== ASSIGNMENT ==
Set down the entries below exactly as written.

******************************

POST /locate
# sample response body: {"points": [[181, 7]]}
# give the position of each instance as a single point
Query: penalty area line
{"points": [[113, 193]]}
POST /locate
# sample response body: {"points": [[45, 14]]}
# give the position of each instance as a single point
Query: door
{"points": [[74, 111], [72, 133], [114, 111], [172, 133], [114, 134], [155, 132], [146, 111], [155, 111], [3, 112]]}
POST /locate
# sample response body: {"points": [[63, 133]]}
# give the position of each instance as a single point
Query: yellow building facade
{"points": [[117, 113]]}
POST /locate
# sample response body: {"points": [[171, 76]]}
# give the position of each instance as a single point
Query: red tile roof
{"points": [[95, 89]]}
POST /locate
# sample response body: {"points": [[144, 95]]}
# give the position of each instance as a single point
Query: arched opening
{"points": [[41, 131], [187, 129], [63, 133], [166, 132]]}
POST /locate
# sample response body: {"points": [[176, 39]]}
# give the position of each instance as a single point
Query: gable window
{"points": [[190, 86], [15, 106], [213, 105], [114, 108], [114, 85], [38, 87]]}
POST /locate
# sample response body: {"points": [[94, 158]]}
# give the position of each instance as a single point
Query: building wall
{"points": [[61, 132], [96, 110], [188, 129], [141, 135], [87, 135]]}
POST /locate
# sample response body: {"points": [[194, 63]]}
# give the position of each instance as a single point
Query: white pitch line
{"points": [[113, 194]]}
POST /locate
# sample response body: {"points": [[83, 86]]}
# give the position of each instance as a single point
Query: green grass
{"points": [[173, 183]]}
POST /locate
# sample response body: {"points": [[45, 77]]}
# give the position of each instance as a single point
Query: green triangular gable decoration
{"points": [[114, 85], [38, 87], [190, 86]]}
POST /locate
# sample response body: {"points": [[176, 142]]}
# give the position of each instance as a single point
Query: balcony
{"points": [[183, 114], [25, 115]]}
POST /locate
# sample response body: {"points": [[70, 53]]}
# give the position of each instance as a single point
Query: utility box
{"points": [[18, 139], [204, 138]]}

******************************

== WRITTEN SOLUTION ==
POST /locate
# sample response body: {"points": [[181, 7]]}
# give the position of each instance as a single point
Query: penalty area line
{"points": [[113, 193]]}
POST /locate
# sample response body: {"points": [[45, 14]]}
# give the position of each instance as a single point
Query: door
{"points": [[74, 111], [72, 133], [114, 111], [172, 133], [114, 134], [155, 132], [146, 111], [155, 111], [3, 112]]}
POST /locate
# sample response body: {"points": [[63, 133]]}
# give the position of each instance as a single point
Query: yellow building facade
{"points": [[117, 113]]}
POST /locate
# sample response body: {"points": [[171, 76]]}
# give the position of each instance as a single point
Query: red tile roof
{"points": [[95, 89]]}
POST /locate
# sample response body: {"points": [[144, 95]]}
# give the position of each instance as a single point
Query: arched opening
{"points": [[41, 131], [187, 129], [63, 133], [166, 132]]}
POST /locate
# sample response body: {"points": [[176, 39]]}
# give the position of each instance as a single point
Query: gable window
{"points": [[190, 86], [15, 106], [213, 105], [114, 108], [114, 85], [38, 87]]}
POST /locate
# sample response body: {"points": [[94, 158]]}
# give the position of each instance as a single point
Query: building wall
{"points": [[61, 132], [96, 110], [188, 129], [141, 135], [87, 135]]}
POST /locate
# sample response body: {"points": [[194, 63]]}
# give the position of each instance as a single point
Query: white pitch line
{"points": [[113, 194]]}
POST /locate
# sample response body: {"points": [[83, 86]]}
# give the position of each instance as a single point
Query: green grass
{"points": [[173, 183]]}
POST /locate
# sample response body: {"points": [[45, 77]]}
# give the position of each instance as a single point
Query: green triangular gable decoration
{"points": [[114, 85], [38, 87], [190, 86]]}
POST /locate
# sample response body: {"points": [[176, 142]]}
# give the position of each instance as a single point
Query: balcony
{"points": [[183, 114], [25, 115]]}
POST /locate
# sample response body: {"points": [[70, 53]]}
# give the position of each instance as a single point
Query: utility box
{"points": [[18, 139], [204, 138]]}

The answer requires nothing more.